DATA SUPPLIED below:

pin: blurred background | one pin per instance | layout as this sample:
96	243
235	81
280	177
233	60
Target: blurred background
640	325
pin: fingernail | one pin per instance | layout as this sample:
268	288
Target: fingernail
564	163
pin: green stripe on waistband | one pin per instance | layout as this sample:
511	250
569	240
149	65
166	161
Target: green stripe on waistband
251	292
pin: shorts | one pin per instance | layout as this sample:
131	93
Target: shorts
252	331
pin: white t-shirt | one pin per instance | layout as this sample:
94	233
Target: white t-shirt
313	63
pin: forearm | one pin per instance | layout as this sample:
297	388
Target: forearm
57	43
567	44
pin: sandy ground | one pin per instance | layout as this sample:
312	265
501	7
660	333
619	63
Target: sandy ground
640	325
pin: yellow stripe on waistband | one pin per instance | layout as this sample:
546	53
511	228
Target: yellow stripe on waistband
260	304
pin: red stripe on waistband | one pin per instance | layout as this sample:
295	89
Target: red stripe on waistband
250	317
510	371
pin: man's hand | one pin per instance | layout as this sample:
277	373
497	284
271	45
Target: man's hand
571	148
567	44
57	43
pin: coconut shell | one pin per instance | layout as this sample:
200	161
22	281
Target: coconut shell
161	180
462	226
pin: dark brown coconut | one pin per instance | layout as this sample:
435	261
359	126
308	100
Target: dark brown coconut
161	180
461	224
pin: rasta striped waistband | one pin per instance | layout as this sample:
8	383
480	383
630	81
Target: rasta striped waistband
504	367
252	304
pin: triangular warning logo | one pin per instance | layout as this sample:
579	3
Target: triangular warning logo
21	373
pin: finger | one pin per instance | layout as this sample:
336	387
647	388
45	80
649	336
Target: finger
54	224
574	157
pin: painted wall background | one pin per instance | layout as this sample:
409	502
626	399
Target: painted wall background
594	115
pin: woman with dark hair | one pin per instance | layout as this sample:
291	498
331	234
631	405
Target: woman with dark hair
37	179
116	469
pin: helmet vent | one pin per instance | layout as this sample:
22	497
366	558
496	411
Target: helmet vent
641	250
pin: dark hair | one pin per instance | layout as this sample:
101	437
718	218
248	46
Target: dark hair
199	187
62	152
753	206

End of DATA SUPPLIED.
DATA SUPPLIED below:

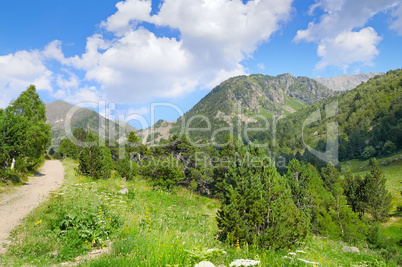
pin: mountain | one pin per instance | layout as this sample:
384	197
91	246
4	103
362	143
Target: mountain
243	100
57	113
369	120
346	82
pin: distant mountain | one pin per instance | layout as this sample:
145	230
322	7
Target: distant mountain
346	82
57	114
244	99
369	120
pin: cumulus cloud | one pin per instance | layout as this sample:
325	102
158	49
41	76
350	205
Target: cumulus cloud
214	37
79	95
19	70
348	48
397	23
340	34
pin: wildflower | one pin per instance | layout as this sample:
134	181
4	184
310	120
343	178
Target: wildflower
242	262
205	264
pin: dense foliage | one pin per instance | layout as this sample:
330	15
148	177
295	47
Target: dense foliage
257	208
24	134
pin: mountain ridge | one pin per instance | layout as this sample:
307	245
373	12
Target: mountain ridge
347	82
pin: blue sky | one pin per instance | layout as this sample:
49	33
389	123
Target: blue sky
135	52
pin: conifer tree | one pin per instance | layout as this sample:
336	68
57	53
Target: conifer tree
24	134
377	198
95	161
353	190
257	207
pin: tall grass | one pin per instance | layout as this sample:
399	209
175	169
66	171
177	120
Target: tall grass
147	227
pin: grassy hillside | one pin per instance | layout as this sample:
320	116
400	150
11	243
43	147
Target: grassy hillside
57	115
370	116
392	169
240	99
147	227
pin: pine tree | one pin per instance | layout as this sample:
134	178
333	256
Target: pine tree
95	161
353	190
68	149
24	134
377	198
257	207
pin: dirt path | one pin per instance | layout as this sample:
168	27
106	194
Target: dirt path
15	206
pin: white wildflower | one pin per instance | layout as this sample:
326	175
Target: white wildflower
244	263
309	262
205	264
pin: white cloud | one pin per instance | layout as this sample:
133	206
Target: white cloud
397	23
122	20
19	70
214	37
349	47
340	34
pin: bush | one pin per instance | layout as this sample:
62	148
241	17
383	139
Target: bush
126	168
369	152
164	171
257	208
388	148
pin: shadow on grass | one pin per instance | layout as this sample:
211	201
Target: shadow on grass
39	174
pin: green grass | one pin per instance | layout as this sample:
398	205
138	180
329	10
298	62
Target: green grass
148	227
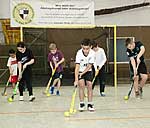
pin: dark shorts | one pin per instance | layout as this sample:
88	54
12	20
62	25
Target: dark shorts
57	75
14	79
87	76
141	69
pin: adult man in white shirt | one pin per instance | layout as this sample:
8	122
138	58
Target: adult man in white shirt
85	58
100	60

End of DATA SUPPLIED.
DATA SUPPLIED below:

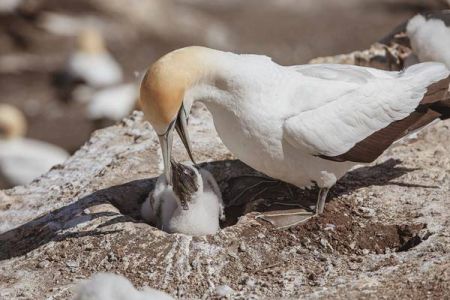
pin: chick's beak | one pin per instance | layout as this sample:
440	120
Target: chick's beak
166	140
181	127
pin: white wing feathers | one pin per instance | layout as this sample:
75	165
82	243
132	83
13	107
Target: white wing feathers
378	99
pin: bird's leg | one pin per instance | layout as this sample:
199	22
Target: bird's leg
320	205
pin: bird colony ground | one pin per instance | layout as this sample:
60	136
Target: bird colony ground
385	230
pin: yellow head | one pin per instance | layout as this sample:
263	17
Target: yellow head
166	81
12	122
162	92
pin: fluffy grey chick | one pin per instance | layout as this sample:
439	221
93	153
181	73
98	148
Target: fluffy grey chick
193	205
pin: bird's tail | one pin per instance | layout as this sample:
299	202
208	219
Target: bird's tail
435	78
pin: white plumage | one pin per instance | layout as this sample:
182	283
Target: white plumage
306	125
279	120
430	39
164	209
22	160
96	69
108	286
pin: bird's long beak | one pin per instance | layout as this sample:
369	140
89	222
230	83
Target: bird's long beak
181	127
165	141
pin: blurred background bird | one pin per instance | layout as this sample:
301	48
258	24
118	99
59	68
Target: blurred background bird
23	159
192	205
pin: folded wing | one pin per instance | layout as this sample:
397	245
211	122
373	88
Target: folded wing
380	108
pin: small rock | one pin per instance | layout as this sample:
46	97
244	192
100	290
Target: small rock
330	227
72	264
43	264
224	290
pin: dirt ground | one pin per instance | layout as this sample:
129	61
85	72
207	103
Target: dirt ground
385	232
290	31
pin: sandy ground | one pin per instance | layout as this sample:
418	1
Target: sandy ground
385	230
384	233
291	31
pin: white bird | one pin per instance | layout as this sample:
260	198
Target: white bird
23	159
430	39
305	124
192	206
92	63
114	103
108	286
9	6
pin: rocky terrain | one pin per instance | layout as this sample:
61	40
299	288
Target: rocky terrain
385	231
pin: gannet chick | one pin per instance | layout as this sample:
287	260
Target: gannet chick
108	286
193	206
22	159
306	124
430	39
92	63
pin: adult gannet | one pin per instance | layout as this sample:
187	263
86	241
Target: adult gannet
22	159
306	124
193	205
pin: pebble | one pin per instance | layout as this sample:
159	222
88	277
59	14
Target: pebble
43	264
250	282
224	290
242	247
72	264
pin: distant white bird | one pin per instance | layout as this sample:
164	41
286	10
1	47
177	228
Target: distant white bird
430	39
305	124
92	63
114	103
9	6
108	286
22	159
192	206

End of DATA SUPPLIED.

Set down precisely the lines above between the line holding "pin: coconut shell" and the line holding "pin: triangular warning", inclusive, and nothing beyond them.

pin: coconut shell | one pin per instance | layout as this sample:
200	161
22	281
Target: coconut shell
161	180
462	226
pin: dark brown coconut | one pin per instance | layout as this sample:
435	261
359	126
308	100
Target: dark brown coconut
161	180
461	224
pin: rasta striped waistband | one pin per instance | layout as this sample:
8	383
480	383
630	81
Target: rasta striped waistband
504	367
252	304
pin: triangular warning logo | one pin per instance | layout as this sample:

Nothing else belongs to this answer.